**Directions:**
Write out only the lines from the line that holds "[pin] leafy bush" to the end of the listing below, inclusive, with the pictures omitted.

**Data for this exercise:**
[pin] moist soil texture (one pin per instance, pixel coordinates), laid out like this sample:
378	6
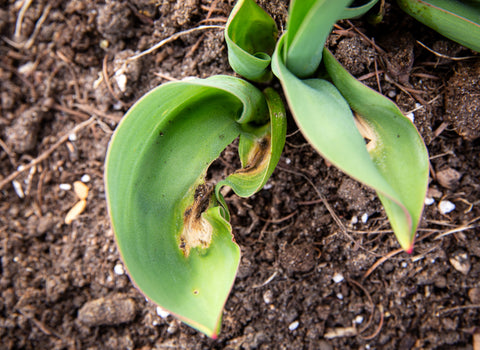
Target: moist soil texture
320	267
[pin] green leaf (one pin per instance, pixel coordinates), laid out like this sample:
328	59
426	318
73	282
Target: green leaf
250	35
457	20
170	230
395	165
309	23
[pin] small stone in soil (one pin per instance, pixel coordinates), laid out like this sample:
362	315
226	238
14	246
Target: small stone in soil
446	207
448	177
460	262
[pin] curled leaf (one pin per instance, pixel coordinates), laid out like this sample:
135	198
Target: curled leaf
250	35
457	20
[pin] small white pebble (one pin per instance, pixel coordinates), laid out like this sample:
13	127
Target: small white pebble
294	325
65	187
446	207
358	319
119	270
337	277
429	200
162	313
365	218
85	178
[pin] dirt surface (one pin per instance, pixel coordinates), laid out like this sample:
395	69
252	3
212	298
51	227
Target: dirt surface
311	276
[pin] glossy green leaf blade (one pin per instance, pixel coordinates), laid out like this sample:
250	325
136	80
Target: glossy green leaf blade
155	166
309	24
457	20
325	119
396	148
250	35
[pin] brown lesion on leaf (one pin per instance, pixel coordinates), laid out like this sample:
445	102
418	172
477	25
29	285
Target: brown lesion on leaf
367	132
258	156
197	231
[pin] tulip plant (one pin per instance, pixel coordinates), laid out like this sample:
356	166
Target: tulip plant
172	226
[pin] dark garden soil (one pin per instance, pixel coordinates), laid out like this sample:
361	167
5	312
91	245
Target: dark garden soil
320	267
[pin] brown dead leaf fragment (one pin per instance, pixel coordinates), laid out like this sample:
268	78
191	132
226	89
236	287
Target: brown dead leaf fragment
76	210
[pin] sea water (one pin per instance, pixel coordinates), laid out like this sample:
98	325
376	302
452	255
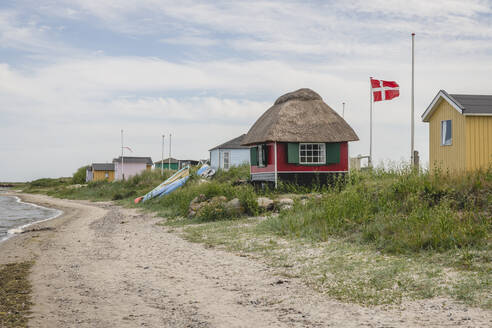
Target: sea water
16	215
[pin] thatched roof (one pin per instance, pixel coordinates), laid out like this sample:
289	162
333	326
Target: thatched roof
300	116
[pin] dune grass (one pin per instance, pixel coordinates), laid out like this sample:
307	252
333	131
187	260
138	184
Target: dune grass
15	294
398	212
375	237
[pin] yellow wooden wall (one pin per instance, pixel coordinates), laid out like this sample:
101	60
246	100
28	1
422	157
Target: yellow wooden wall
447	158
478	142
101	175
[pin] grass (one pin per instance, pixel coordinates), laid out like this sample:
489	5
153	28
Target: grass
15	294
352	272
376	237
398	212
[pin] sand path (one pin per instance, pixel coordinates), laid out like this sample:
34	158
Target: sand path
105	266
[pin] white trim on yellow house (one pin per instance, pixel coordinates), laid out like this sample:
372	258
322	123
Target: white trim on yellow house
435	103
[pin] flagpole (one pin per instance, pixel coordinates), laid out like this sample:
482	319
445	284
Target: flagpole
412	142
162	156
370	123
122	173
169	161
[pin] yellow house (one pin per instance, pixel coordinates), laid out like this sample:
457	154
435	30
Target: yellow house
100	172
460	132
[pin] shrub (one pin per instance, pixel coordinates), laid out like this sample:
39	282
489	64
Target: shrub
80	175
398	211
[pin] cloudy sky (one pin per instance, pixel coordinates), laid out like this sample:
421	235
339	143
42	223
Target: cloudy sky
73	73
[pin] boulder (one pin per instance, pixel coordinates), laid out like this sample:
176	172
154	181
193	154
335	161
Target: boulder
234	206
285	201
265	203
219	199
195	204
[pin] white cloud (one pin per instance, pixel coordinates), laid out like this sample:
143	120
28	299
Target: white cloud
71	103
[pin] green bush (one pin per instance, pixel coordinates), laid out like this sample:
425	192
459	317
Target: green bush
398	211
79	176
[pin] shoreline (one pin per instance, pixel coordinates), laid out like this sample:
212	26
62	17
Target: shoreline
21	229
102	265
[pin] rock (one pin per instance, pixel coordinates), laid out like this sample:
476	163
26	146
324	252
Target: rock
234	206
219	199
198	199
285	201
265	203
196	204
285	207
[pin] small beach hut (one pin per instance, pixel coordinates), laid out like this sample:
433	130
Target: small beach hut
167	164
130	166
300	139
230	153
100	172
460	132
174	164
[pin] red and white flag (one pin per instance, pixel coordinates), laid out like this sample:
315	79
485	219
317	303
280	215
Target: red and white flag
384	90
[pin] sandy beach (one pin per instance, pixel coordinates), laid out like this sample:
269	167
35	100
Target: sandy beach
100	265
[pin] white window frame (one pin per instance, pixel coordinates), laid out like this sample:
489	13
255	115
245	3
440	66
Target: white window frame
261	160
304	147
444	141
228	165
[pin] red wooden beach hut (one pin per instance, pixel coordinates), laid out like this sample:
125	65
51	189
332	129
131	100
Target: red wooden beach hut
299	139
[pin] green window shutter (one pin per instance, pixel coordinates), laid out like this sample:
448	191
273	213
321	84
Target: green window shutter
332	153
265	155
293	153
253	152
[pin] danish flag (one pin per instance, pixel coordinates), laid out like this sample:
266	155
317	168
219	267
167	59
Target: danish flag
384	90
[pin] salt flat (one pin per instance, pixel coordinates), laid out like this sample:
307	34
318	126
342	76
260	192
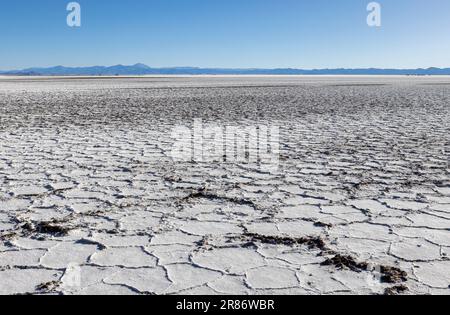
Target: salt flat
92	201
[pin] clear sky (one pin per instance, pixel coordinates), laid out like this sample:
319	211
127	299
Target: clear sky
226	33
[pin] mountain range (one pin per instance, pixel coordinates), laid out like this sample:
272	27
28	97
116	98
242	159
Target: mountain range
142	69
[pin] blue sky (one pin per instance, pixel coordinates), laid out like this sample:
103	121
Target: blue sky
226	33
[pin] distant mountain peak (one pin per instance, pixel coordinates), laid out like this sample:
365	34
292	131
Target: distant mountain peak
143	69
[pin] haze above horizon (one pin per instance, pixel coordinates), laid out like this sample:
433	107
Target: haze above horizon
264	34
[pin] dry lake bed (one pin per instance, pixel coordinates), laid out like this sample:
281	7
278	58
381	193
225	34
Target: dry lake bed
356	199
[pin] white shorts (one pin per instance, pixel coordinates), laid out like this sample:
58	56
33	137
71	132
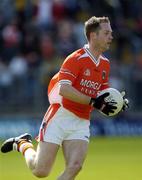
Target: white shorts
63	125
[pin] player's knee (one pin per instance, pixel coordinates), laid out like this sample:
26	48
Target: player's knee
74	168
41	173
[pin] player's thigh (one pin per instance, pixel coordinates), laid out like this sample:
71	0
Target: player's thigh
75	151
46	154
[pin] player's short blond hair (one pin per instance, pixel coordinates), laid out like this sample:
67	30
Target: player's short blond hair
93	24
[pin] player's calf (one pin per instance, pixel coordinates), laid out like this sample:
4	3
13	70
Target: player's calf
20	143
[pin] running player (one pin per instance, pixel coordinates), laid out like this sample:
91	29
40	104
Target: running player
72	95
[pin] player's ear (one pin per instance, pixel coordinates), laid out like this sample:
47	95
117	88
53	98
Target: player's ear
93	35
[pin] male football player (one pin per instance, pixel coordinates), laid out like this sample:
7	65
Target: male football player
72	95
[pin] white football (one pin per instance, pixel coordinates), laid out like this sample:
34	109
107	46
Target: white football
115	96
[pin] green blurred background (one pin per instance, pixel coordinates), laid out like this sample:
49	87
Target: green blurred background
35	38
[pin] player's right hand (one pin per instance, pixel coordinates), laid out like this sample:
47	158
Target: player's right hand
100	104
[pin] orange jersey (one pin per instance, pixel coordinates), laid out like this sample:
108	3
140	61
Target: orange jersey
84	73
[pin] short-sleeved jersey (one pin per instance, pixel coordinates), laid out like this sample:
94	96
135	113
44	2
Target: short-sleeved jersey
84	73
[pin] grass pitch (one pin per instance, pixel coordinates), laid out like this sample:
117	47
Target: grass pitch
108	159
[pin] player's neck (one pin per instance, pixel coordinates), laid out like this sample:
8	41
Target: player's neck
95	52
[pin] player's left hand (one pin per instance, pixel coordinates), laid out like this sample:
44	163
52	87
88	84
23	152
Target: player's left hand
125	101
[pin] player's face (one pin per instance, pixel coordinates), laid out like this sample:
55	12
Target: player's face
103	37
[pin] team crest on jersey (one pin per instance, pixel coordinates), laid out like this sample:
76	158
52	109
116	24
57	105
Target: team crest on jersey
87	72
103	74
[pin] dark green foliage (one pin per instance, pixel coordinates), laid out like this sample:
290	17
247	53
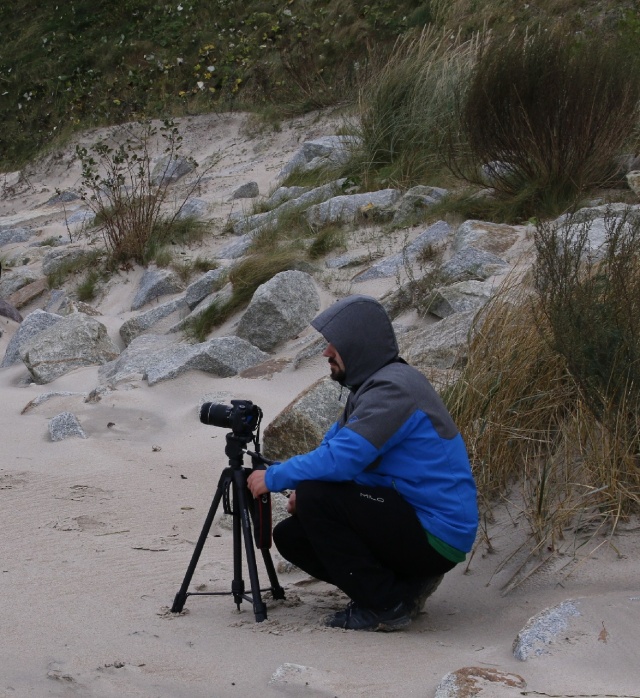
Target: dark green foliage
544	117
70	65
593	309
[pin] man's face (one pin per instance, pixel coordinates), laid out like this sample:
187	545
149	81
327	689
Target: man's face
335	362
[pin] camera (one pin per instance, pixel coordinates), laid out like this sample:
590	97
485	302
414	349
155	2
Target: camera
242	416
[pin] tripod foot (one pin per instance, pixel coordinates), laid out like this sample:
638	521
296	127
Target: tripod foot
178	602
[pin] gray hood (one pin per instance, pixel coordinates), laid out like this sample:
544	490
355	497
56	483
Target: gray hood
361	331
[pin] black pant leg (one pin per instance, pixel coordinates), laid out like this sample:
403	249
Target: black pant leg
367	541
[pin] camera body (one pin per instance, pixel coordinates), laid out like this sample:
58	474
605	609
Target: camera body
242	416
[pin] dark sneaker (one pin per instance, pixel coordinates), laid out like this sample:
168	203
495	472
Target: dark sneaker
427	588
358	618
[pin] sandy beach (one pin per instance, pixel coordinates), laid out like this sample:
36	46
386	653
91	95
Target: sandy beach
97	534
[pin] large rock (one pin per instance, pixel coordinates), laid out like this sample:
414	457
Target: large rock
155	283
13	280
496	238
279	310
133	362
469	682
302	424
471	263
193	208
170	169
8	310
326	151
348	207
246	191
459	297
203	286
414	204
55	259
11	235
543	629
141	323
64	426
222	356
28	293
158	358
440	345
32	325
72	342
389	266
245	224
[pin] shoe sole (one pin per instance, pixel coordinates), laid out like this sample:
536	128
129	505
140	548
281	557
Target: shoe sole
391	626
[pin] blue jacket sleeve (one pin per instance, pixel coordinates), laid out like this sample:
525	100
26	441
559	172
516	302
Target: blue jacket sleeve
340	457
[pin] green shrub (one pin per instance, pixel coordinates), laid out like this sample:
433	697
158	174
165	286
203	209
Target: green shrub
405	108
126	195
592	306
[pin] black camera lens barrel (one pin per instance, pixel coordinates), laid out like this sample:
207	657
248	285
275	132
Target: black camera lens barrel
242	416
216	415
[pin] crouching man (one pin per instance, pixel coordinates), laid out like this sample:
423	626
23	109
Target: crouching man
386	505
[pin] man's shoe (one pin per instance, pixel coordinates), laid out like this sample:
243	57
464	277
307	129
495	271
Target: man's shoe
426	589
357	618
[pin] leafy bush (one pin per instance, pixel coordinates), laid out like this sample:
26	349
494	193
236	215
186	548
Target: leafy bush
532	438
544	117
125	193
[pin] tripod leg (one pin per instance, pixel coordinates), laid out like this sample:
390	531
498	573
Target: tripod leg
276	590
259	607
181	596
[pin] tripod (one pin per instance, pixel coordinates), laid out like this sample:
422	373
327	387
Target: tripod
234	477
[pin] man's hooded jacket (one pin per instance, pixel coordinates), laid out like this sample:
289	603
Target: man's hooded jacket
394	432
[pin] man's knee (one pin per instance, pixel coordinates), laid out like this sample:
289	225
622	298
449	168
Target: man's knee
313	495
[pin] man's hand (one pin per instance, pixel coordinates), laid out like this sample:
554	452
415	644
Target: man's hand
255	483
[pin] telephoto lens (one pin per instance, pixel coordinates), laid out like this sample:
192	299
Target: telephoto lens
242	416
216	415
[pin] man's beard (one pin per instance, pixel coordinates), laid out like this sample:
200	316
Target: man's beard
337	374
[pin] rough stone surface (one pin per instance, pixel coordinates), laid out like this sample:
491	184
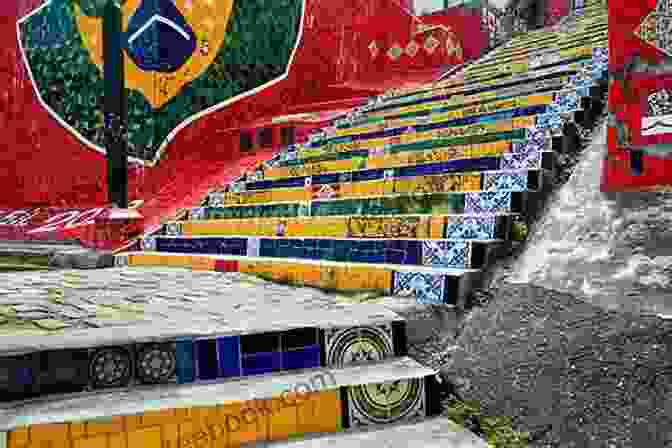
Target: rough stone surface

**Output for this exercise:**
[pin] leafy bush (one pin per instance, pixel coordinates), laid out like this sample:
26	349
494	193
236	215
186	548
Target: leafy bush
532	438
544	117
125	193
[pin] tripod leg (one pin per instance, pixel coordinates), laid out like this sample:
390	531
498	573
Target: tripod leg
276	590
259	607
181	596
[pin] tripod (one pin per instance, pixel coordinates), laid out like this sample:
422	373
327	387
Target: tripod
234	477
[pin] man's hooded jacket (one pin per instance, pixel coordinates), laid out like this sample:
289	603
Target: man's hooded jacket
394	432
[pin] man's knee (one pin per instance, pixel coordinates), laid out like this sample:
289	225
622	298
449	168
Target: man's knee
313	495
[pin] man's hand (one pin per instance, pixel coordinates), laid out like this sample:
554	452
415	644
Target: man's hand
255	483
[pin] telephoto lens (one pin per instance, pixel coordinates), laid out like this sample:
192	299
Target: telephoto lens
242	416
216	415
[pin] man's beard (one pin per instance, pixel coordinates), laid out like this sample:
200	316
Target: man's beard
337	374
[pin] rough stone surface (one pin per instance, pixel coordinates), laid out like this sample:
491	184
Target: rough stone surface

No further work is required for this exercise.